• DOCUMENT TEXT
● ● ● ● ● ● ●

By Nancy Trejos
Washington Post Staff Writer
Monday, January 1, 2007
BAGHDAD, Dec. 31 -- The number of U.S. service members killed in Iraq since the war began in 2003 reached 3,000 on Sunday, a symbolic milestone at a time when the Bush administration is rethinking its strategy for the increasingly violent conflict.
As the year drew to a close, the U.S. military announced that a soldier was killed Saturday by a roadside bomb while on patrol in a southeastern neighborhood of Baghdad. Two soldiers were injured in the attack. Their names were not released.
The Defense Department also announced that Spec. Dustin R. Donica, 22, of Spring, Tex., was killed by small-arms fire Thursday in Baghdad.
According to the Associated Press and the independent Web site iCasualties.org, both of which keep counts of war fatalities, the deaths raised the American toll to at least 3,000.
Reaching that threshold has significance at a time when President Bush is considering a change in strategy that could include sending in more troops. The 140,000 U.S. troops currently in Iraq have not been able to reduce the daily violence caused by an aggressive insurgency in the western province of Anbar and an increasingly bitter sectarian conflict in Baghdad.
"What you see is the U.S. deeply involved in this fight against an insurrection and increasingly trying to bring order to a low-level civil war," Anthony H. Cordesman, an analyst for the Center for Strategic and International Studies, said by telephone in Washington. "There's no way you can do that with 140,000 troops in a country of 27 million without having casualties."
He added: "This pace of casualties is likely to go on until we can change or find a new approach."
The bipartisan Iraq Study Group recommended that the focus of U.S. troops in Iraq be shifted from combat to training Iraqi soldiers and police officers, and that most combat brigades be withdrawn by early 2008.
The most recent deaths happened during a particularly costly month of the war. With 111 fatalities, according to iCasualties.org, December was not only the deadliest month of 2006 for U.S. troops, but the deadliest in two years.
Most of December's deaths occurred in Anbar province, and most were the result of improvised explosive devices, or IEDs, according to a Washington Post analysis of the data. But insurgents have found other ways to attack troops, among them sniper fire.
The number of service members who have been wounded has continued to climb as well. More than 22,000 troops have been injured so far, according to the latest Defense Department data.
A Pentagon report in December gave a grim assessment of the war, acknowledging that violence soared to its highest level this fall, with anti-U.S. fighters achieving "strategic success" by unleashing a spiral of sectarian killings by Sunni Arab and Shiite Muslim death squads. According to the report, the violence had reached record highs, with 959 attacks per week.

● ● ● ● ● ● ●

• DATA EXTRACT
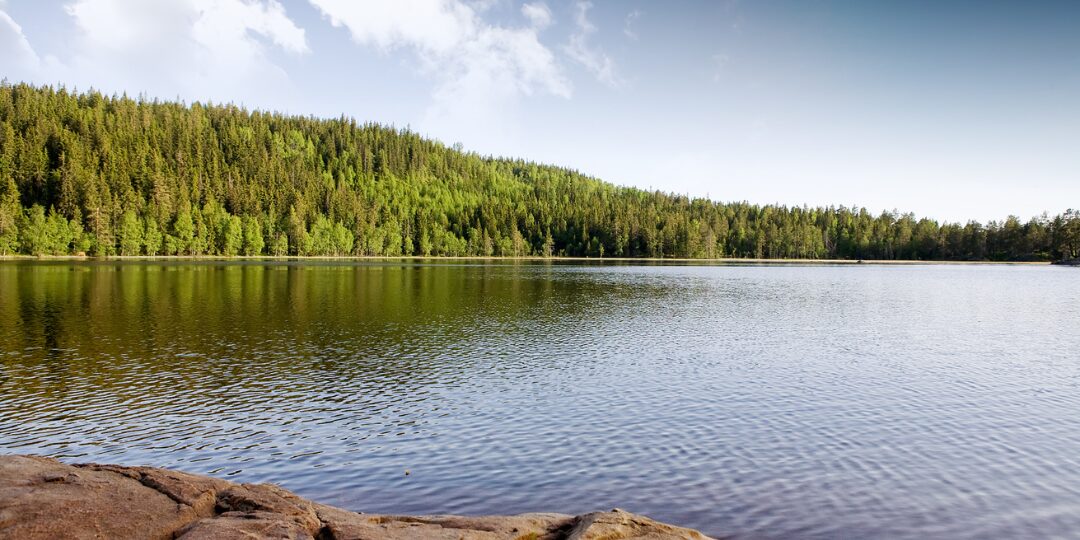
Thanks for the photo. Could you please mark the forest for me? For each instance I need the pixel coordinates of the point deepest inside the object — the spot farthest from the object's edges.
(86, 173)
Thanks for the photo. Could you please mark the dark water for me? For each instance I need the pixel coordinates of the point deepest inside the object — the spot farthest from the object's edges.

● ● ● ● ● ● ●

• GOAL OF THE EXERCISE
Decide whether each statement agrees with the article on the Iraq war death toll. For each, answer yes or no and quote the words from the article that settle it.
1. December 2006 was the deadliest month for U.S. troops in two years.
2. Most of the U.S. deaths in December happened in Baghdad.
3. The Iraq Study Group recommended pulling out most combat brigades by early 2007.
You won't need the lines for any of this.

• TASK OUTPUT
1. Yes: "December was not only the deadliest month of 2006 for U.S. troops, but the deadliest in two years."
2. No: "Most of December's deaths occurred in Anbar province"
3. No: "most combat brigades be withdrawn by early 2008"